— Begin Quoted passage —

Physical characteristics
- Source: Steens Mountain
- • location: Oregon
- • coordinates: 42°38′16″N 118°35′07″W﻿ / ﻿42.63778°N 118.58528°W
- • elevation: 8,943 ft (2,726 m)
- Mouth: Alvord Lake
- • coordinates: 42°24′26″N 118°36′24″W﻿ / ﻿42.40722°N 118.60667°W
- • elevation: 4,026 ft (1,227 m)

National Wild and Scenic Rivers System
- Type: Wild
- Designated: October 30, 2000

= Wildhorse Creek (Alvord Lake) =

Wildhorse Creek is a tributary of Alvord Lake in Harney County in the U.S. state of Oregon. It originates at a spring on Steens Mountain and flows generally south through Wildhorse Canyon to the shallow alkaline lake, south of the Alvord Desert and north of the unincorporated community of Fields.

Near the headwaters, the creek enters and exits Wildhorse Lake, which lies in a hanging valley. The upper 7 mi of the creek, including Wildhorse Lake, are part of the National Wild and Scenic Rivers System. In addition, a 2.6 mi tributary, Little Wildhorse Creek, is part of the system. Wildhorse Creek and Little Wildhorse Creek flow through the Steens Mountain Wilderness before entering private land at lower elevations.

— End Quoted passage —

Given task
Transcribe the stretch of the Wildhorse Creek article from "Physical characteristics" through "ft (2,726 m)".

— Begin Provided material —

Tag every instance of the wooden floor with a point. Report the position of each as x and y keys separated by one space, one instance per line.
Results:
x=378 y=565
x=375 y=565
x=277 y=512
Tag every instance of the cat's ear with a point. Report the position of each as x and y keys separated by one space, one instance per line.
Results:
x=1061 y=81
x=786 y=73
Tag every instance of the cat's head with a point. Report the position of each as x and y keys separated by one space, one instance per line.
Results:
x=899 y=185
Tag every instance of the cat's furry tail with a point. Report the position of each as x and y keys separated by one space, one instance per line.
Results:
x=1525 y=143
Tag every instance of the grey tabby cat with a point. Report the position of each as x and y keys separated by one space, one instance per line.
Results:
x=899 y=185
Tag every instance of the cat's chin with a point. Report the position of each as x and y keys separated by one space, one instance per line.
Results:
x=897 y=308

— End Provided material —

Result for this task
Physical characteristics
- Source: Steens Mountain
- • location: Oregon
- • coordinates: 42°38′16″N 118°35′07″W﻿ / ﻿42.63778°N 118.58528°W
- • elevation: 8,943 ft (2,726 m)